# WHAT YOU ARE ASKED TO DO
Below is a set of records; print all of them exactly as written.

Boundary labeling items:
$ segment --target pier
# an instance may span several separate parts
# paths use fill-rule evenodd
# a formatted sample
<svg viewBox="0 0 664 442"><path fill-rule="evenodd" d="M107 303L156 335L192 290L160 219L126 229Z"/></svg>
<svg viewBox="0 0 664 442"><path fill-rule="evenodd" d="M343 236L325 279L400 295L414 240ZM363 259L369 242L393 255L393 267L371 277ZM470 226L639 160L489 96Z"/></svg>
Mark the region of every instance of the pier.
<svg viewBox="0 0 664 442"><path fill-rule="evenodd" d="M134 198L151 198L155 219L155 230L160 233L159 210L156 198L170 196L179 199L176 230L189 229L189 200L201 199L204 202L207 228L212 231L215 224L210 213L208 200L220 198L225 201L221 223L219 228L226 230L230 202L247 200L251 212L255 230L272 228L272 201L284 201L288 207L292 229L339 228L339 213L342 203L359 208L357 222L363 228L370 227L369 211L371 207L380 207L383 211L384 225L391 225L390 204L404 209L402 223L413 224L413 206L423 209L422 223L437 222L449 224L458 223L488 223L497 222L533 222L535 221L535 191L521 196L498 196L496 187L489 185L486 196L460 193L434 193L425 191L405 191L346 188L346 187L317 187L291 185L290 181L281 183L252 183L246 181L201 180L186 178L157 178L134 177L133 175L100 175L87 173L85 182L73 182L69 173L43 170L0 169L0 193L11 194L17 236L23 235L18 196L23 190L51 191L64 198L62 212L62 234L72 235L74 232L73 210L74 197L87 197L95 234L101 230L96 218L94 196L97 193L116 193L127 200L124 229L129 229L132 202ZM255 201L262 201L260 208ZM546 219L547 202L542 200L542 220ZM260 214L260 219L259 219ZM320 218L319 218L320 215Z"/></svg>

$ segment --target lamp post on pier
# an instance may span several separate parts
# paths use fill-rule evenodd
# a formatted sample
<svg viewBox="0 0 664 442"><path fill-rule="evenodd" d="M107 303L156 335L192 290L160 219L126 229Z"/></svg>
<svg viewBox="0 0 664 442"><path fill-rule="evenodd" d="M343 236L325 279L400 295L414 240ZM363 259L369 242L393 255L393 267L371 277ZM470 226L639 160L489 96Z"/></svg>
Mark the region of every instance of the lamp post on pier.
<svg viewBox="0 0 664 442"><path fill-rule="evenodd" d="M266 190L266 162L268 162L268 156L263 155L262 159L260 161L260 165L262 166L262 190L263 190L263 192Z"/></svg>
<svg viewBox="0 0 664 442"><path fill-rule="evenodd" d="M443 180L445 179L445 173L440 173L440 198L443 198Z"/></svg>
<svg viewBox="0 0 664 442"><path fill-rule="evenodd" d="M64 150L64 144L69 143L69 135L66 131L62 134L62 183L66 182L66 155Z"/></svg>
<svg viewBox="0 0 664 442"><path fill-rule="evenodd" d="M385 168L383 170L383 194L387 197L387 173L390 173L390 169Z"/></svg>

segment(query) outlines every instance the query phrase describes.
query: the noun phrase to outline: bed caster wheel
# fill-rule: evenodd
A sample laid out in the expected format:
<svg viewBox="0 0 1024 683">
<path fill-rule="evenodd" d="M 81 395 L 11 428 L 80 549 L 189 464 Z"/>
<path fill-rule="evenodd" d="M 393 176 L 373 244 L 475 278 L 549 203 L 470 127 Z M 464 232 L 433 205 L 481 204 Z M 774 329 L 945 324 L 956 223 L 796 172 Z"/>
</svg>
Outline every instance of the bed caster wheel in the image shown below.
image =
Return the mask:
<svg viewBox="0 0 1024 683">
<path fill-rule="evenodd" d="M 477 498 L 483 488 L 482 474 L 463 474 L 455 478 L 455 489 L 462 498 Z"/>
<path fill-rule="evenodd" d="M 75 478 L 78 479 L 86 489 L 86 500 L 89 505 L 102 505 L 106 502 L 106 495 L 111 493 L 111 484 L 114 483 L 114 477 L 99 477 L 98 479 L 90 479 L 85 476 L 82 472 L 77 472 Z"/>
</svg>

# SOLVED PROBLEM
$ segment --target pier
# an instance may span several separate parts
# paths use fill-rule evenodd
# a formatted sample
<svg viewBox="0 0 664 442"><path fill-rule="evenodd" d="M107 303L156 335L192 290L160 219L126 229Z"/></svg>
<svg viewBox="0 0 664 442"><path fill-rule="evenodd" d="M343 236L325 279L400 295L414 240ZM363 259L369 242L393 255L393 267L371 277ZM470 226L639 160L489 96Z"/></svg>
Mark the region of every instance of the pier.
<svg viewBox="0 0 664 442"><path fill-rule="evenodd" d="M134 198L151 198L155 219L155 230L160 233L159 210L156 198L170 196L179 199L176 230L189 229L189 200L201 199L204 202L207 228L212 231L215 224L210 213L208 200L220 198L225 201L221 223L219 228L226 230L230 202L247 200L251 212L255 230L272 228L272 201L284 201L288 207L292 229L339 228L339 213L342 203L359 208L357 222L363 228L370 227L369 211L371 207L380 207L383 211L384 225L391 225L390 204L404 209L402 223L413 224L413 206L423 209L422 223L437 222L449 224L458 223L488 223L497 222L533 222L535 221L535 191L521 196L498 196L496 187L489 185L486 196L460 193L434 193L425 191L405 191L346 188L346 187L317 187L291 185L290 181L281 183L252 183L246 181L201 180L186 178L157 178L134 177L133 175L100 175L87 173L85 182L73 182L69 173L43 170L0 169L0 193L11 194L17 236L23 235L18 196L23 190L51 191L64 198L62 212L62 234L72 235L74 232L73 210L74 197L87 197L95 234L101 230L96 218L94 196L97 193L116 193L127 200L124 229L129 229L132 202ZM255 201L262 201L260 208ZM546 219L547 202L542 200L542 220ZM260 214L260 219L259 219ZM320 218L319 218L320 215Z"/></svg>

$ segment --target lamp post on pier
# an instance may span several separate parts
# paths use fill-rule evenodd
# a formatted sample
<svg viewBox="0 0 664 442"><path fill-rule="evenodd" d="M107 303L156 335L192 290L160 219L126 229Z"/></svg>
<svg viewBox="0 0 664 442"><path fill-rule="evenodd" d="M343 236L325 279L400 295L414 240ZM363 259L369 242L393 255L393 267L371 277ZM470 226L639 160L489 96Z"/></svg>
Mark the region of every instance of the lamp post on pier.
<svg viewBox="0 0 664 442"><path fill-rule="evenodd" d="M266 190L266 162L268 162L268 156L263 155L262 159L260 161L260 165L262 166L262 190L263 190L263 192Z"/></svg>
<svg viewBox="0 0 664 442"><path fill-rule="evenodd" d="M443 180L445 179L445 173L440 173L440 198L443 198Z"/></svg>
<svg viewBox="0 0 664 442"><path fill-rule="evenodd" d="M64 150L64 144L69 143L69 135L66 131L62 134L62 183L66 182L66 155Z"/></svg>
<svg viewBox="0 0 664 442"><path fill-rule="evenodd" d="M385 168L383 170L383 194L387 197L387 173L390 173L390 169Z"/></svg>

segment(query) outlines every instance the query phrase describes.
query: the noun phrase to outline: bed caster wheel
# fill-rule: evenodd
A sample laid out in the expected format:
<svg viewBox="0 0 1024 683">
<path fill-rule="evenodd" d="M 81 395 L 11 428 L 80 549 L 189 464 Z"/>
<path fill-rule="evenodd" d="M 393 176 L 373 244 L 475 278 L 549 203 L 470 127 Z M 464 232 L 433 205 L 481 204 Z M 774 329 L 945 324 L 956 223 L 796 172 Z"/>
</svg>
Outline every instance of the bed caster wheel in the image shown below.
image =
Return the mask:
<svg viewBox="0 0 1024 683">
<path fill-rule="evenodd" d="M 477 498 L 483 488 L 482 474 L 463 474 L 455 478 L 455 489 L 462 498 Z"/>
<path fill-rule="evenodd" d="M 75 478 L 78 479 L 86 489 L 86 500 L 89 505 L 102 505 L 106 502 L 106 495 L 111 493 L 111 484 L 114 483 L 114 477 L 99 477 L 98 479 L 90 479 L 85 476 L 82 472 L 77 472 Z"/>
</svg>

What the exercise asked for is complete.